> [SOURCE EXTRACT]
Breathing Space - the LBC’s Compassion in Action project - wins major grant

The London Buddhist Centre (LBC) has been awarded a £50,000 grant by the City Bridge Trust, which gives money from the City of London to charitable projects benefiting the inhabitants of Greater London.

This grant is for accessibility works in the basement, where the LBC will run its Breathing Space health and wellbeing programme. Specifically, this will include a lift going from the ground floor and a disabled toilet in the basement. This is – as far as the LBC is aware – the biggest single grant it has ever received. The work will create a beautiful new venue for courses that help people who've struggled with depression, addiction, stress and chronic pain to look after their own mental health. This will also give them the opportunity of making the LBC much more flexible – so they can attract a more diverse range of people.

Maitreyabandhu, Breathing Space Project Director, said: “It’s a fantastic endorsement from a very well respected grant-making body for what we are trying to achieve with our Breathing Space programme – helping prevent people from relapsing into depression and addiction, and reaching out to more people in East London.”

> [WORK INSTRUCTIONS]
- A) According to the Breathing Space news item, how much did the City Bridge Trust award to the London Buddhist Centre?
- B) Give a continuation of the Breathing Space news item, starting right after its final sentence.
The material after this point comes from a different source than the Breathing Space news item.

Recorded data

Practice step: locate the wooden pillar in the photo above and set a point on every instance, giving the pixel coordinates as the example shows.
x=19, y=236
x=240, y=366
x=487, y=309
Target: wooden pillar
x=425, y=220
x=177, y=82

> [RESPONSES IN ORDER]
- A) £50,000.

- B)
The creation of the new Breathing Space in the basement of the LBC is just one part of the programme of building works taking place next year, ahead of the LBC’s 30th anniversary.

The LBC team is currently having intensive fortnightly progress meetings with its architect and team of building experts. It is also carrying out extensive health and safety planning. The target for the building work to start is Spring 2008, with completion by the end of that year.

The LBC will be holding a Mandala Evening on Thursday 6 December at 7.15pm, which will be a chance for people to see all the finalised plans – including drawings and computer generated photos – for the building programme.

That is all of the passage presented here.